● **The request**:
Each record below should appear again exactly as written.

● **Coordinate annotation records**:
* * *

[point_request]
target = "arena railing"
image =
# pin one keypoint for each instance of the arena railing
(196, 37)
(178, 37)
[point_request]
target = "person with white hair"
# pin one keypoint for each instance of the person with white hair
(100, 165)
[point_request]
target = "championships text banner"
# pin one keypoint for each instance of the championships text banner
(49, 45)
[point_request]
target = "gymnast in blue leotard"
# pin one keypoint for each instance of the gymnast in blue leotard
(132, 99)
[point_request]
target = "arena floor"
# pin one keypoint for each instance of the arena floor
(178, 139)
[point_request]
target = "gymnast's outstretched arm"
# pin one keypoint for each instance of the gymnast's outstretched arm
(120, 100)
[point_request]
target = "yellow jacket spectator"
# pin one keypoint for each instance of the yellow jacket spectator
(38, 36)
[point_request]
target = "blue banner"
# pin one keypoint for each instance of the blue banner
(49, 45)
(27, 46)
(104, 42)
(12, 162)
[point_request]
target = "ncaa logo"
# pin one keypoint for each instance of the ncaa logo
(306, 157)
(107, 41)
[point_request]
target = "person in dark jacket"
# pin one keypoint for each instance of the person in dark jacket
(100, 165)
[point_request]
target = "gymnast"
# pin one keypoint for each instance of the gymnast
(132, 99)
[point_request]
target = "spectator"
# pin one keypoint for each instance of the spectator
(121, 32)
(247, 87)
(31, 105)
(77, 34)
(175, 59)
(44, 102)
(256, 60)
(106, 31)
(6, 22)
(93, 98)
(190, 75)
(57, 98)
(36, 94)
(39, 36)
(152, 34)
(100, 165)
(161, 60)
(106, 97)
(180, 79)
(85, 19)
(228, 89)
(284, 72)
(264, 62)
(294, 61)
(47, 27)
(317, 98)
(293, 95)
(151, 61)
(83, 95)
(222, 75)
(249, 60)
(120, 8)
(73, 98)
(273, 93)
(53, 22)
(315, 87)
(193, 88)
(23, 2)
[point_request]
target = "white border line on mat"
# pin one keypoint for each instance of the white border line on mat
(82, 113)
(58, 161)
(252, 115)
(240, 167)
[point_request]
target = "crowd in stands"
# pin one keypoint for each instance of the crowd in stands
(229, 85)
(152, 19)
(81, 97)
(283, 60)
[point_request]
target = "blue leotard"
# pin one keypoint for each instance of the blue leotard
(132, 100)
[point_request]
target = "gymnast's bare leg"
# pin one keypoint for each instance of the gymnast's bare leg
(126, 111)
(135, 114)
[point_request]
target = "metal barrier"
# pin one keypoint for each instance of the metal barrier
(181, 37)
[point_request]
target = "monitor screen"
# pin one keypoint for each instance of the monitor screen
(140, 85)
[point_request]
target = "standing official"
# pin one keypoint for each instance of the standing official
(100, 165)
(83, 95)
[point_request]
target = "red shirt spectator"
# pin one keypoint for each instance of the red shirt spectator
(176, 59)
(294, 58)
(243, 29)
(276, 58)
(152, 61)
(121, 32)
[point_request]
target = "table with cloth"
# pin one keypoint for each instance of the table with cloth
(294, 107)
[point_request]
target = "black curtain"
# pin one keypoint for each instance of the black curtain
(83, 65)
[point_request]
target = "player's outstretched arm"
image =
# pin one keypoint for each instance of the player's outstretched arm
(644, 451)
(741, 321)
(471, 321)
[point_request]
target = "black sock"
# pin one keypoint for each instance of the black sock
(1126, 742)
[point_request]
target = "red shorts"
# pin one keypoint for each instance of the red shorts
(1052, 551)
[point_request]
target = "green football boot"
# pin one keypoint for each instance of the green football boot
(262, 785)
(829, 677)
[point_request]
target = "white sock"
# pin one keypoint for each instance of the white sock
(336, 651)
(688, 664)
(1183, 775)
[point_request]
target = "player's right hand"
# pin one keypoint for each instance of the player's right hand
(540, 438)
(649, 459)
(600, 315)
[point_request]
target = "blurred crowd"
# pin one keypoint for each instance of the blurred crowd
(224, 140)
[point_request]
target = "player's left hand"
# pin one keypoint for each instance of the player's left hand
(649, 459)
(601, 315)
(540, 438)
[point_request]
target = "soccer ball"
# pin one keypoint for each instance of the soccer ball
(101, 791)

* * *

● **Answer to the problem**:
[point_request]
target = "arena railing"
image =
# pin one keypoint for each instance of the arena railing
(196, 37)
(178, 37)
[point_request]
target = "person with white hair"
# pin one keypoint for each instance of the person with white hair
(100, 165)
[point_request]
target = "championships text banner"
# pin one keypoint for each instance of the championships text banner
(49, 45)
[point_request]
target = "gymnast in blue leotard"
# pin one keypoint for each instance of the gymnast in blue leotard
(132, 99)
[point_request]
target = "arena floor"
# pin one keypoint for each instance of the arena floor
(178, 139)
[point_request]
target = "gymnast's outstretched arm"
# pin one keypoint for each instance of the gymnast's outstretched arm
(120, 100)
[point_request]
target = "yellow jacket spectator"
# pin one keypoint for each instance of the yellow jacket spectator
(38, 36)
[point_request]
target = "blue banner"
# pin one keypoint for each instance of the blue banner
(49, 45)
(27, 46)
(104, 42)
(12, 162)
[point_request]
target = "ncaa logo"
# pin one keypoint for each instance of the ncaa logo
(306, 157)
(107, 41)
[point_request]
target = "person in dark jacket"
# pin one keypoint for each instance of the person in dark jacket
(100, 165)
[point_request]
target = "gymnast"
# pin one keypoint for each instance of the gymnast
(132, 99)
[point_request]
target = "spectator"
# pin one keypoint for each instance of the spectator
(121, 32)
(247, 87)
(31, 105)
(77, 34)
(175, 59)
(44, 102)
(256, 60)
(106, 31)
(6, 22)
(93, 98)
(190, 75)
(57, 98)
(36, 94)
(39, 36)
(152, 34)
(100, 165)
(161, 60)
(106, 97)
(180, 79)
(85, 19)
(228, 89)
(284, 72)
(264, 62)
(294, 61)
(47, 27)
(317, 98)
(293, 95)
(151, 61)
(83, 95)
(222, 75)
(249, 60)
(120, 8)
(73, 98)
(273, 93)
(53, 22)
(315, 87)
(193, 88)
(23, 2)
[point_request]
target = "white border line on mat"
# pin one keypoint for each instance of the white border line on mat
(82, 113)
(58, 161)
(252, 115)
(240, 167)
[point_request]
target = "crowd in stands"
# pin one keypoint for each instance of the crowd in stands
(229, 85)
(152, 19)
(81, 97)
(283, 60)
[point_request]
target = "blue leotard"
# pin one keypoint for each instance of the blue leotard
(132, 100)
[point_request]
target = "gymnast's bare leg"
# pin one keypoint for each instance of the gymnast's bare leg
(126, 111)
(135, 114)
[point_request]
target = "metal barrier"
# pin one keypoint for each instance of the metal barrier
(181, 37)
[point_request]
target = "monitor screen"
# pin one keypoint for each instance of the monitor screen
(140, 85)
[point_request]
target = "standing official"
# pin one keypoint for each instance of the standing official
(100, 165)
(83, 95)
[point_request]
target = "red shirt spectator"
# pin one keypoint for each instance of the red shirt spectator
(176, 59)
(294, 58)
(243, 29)
(276, 58)
(152, 61)
(121, 32)
[point_request]
target = "table with cloth"
# pin one keypoint for each instance of the table with cloth
(294, 107)
[point_request]
target = "black curtain"
# pin one keypoint for each instance of the black curtain
(83, 65)
[point_request]
target = "player's outstretched arm"
image =
# pin one keypoint for each instance of the player's outstretched arm
(644, 451)
(741, 321)
(471, 321)
[point_request]
target = "black sock"
# pin one keypoint for each instance of the black sock
(1126, 742)
[point_request]
target = "red shorts"
# pin one keypoint for each instance of the red shorts
(1052, 551)
[point_request]
target = "green football boot"
# pin one keypoint for each instance of the green football boot
(262, 785)
(829, 677)
[point_request]
target = "white sock"
# pin one keypoint for each instance of the white sock
(336, 651)
(688, 664)
(1183, 775)
[point_request]
target = "player's right hand"
# pin one keypoint for each instance of the player's right hand
(540, 438)
(649, 459)
(600, 315)
[point_request]
target = "blurred crowd"
# pin one keypoint for each instance of the blurred crowd
(224, 140)
[point_request]
target = "player's left hand"
# pin one keypoint for each instance of the player's left hand
(649, 459)
(601, 315)
(540, 438)
[point_request]
target = "soccer ball"
# pin one keypoint for each instance of the soccer ball
(101, 791)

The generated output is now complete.